Exercise description
Find each line in the records below that contains the string "striped", and copy those lines. Match case exactly.

┏━━

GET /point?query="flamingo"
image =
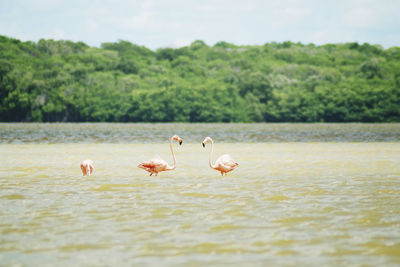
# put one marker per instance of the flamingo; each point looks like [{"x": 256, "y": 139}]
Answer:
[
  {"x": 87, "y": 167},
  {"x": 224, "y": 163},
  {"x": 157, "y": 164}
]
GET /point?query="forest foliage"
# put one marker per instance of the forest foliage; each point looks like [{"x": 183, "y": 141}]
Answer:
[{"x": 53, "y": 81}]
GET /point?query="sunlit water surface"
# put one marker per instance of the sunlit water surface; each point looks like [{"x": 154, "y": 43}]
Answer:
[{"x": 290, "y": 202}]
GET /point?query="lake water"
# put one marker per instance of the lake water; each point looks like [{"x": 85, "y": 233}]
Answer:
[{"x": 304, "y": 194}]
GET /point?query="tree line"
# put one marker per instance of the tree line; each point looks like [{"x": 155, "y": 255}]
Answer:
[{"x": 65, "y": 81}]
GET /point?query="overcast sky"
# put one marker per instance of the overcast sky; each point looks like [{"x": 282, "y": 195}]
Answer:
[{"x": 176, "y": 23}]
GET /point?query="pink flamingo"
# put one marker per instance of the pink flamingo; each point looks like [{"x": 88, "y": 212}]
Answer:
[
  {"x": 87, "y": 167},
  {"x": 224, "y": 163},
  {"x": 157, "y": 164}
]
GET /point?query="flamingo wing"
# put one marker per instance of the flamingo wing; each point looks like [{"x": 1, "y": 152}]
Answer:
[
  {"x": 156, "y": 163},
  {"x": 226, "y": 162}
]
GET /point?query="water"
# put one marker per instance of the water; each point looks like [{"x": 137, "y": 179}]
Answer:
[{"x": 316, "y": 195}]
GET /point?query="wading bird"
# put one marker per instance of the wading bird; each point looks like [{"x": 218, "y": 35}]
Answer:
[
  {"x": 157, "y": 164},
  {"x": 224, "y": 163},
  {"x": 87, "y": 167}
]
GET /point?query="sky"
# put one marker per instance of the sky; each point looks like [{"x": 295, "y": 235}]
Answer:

┗━━
┏━━

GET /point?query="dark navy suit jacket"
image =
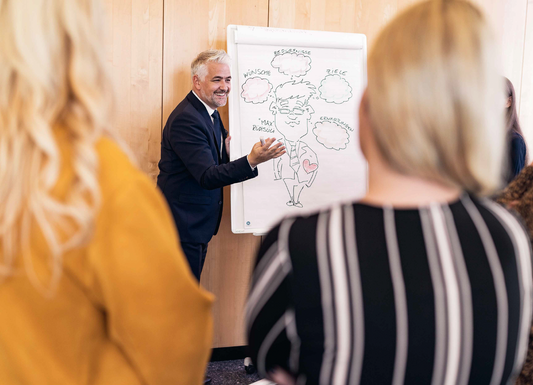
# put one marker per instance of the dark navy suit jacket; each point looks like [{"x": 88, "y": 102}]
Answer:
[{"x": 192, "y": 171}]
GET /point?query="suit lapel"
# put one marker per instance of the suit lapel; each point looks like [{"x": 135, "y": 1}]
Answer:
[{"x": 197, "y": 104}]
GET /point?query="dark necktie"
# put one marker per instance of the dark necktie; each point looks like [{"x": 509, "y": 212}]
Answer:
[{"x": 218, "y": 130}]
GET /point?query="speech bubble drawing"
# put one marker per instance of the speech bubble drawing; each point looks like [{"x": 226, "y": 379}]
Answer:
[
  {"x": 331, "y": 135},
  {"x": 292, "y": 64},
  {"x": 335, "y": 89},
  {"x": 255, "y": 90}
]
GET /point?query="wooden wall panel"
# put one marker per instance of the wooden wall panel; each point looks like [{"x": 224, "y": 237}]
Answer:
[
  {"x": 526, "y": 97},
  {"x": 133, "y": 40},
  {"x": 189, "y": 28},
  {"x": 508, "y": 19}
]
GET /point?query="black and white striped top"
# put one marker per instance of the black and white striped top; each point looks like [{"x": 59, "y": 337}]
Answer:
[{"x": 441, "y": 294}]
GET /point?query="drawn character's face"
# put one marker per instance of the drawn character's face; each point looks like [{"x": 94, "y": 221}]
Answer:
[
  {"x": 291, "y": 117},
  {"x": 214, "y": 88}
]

┗━━

The reply
GET /point?query="black and white striped top"
# put one marker per instance of the black and white striped top; each point looks like [{"x": 59, "y": 337}]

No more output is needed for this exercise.